# Task requirements:
Rewrite the listing from the line with "Target: yellow leaf" through the end of the listing, keeping both ends and all the requests. Scale every coordinate in the answers by 0.25, rounding to whole numbers with halves going up, and leave every other number, the format samples included, as it is.

# Part of a data file:
________________________________________
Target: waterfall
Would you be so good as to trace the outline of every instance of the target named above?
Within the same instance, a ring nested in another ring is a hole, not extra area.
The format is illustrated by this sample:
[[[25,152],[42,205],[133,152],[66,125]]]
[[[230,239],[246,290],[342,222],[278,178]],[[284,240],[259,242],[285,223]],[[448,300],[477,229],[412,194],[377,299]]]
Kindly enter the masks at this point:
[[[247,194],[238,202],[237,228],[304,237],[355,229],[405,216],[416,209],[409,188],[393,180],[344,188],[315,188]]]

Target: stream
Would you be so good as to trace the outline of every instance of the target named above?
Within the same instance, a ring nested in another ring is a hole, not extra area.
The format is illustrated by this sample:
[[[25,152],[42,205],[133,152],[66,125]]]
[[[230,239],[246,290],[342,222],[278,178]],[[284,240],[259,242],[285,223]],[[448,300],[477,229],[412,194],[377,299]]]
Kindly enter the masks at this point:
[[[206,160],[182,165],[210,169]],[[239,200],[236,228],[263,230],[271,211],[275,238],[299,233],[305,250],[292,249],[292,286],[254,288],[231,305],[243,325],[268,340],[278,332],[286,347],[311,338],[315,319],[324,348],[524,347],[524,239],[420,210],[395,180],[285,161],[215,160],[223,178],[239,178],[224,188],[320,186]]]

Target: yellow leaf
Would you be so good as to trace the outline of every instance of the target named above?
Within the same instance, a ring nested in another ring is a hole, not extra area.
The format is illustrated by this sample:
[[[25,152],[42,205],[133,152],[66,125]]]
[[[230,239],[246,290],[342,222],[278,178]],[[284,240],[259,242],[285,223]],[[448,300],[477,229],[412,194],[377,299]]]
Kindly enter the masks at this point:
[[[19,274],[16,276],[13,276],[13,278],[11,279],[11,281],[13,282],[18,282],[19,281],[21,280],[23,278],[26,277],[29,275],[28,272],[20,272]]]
________________________________________
# Response below:
Target: yellow leaf
Would you be so good as to trace the outline of every instance of the target named above?
Within the same instance, a ring nested in another ring is a hole, not extra area.
The format is illustrated by this sample:
[[[25,152],[42,205],[133,152],[66,125]]]
[[[230,239],[246,290],[342,222],[278,178]],[[284,240],[259,242],[285,223]],[[448,300],[477,229],[412,194],[377,299]]]
Kindly enter the masks at this point:
[[[5,69],[4,69],[3,69],[3,70],[3,70],[3,70],[3,71],[5,71],[5,70],[5,70],[6,70],[7,69],[7,69],[7,68],[5,68]]]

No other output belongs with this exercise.